- _Objective_:
Please count the lines in the records below that contain the string "surface", treating uppercase and lowercase as different. Reply with the number only.

- _Source data_:
------------

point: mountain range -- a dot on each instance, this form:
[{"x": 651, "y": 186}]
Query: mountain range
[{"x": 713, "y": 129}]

------------

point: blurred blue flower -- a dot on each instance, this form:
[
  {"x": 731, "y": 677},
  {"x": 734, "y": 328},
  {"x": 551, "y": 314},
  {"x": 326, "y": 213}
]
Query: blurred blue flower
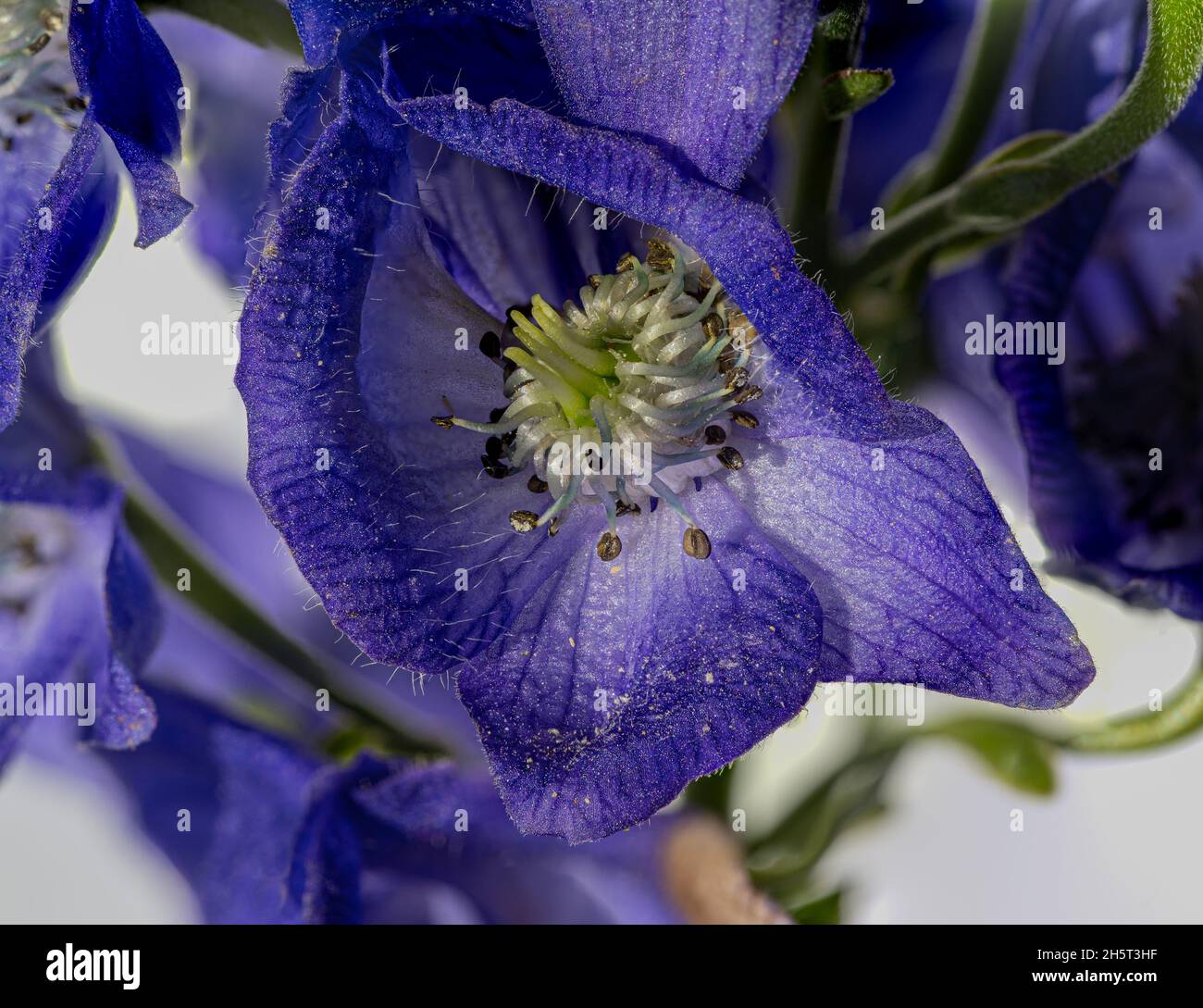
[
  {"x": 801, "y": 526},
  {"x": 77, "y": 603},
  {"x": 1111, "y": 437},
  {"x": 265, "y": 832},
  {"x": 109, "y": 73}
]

------------

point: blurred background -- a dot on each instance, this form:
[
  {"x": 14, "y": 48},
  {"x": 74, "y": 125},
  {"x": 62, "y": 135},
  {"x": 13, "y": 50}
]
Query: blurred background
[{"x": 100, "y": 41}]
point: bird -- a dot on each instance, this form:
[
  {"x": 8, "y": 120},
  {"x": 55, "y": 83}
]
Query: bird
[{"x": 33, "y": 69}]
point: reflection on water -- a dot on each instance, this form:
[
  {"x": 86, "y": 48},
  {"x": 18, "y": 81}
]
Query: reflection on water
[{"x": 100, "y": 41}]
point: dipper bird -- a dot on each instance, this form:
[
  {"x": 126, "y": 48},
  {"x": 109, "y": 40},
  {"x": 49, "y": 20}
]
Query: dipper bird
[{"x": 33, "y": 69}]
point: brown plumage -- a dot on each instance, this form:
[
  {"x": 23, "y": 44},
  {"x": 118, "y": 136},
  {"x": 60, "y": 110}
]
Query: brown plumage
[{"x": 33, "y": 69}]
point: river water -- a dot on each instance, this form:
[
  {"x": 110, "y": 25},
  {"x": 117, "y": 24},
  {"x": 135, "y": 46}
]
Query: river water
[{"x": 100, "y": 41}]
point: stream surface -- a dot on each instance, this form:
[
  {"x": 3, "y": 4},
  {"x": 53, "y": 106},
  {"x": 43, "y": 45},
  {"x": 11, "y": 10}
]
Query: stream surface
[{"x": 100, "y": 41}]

------------

- _Task response_:
2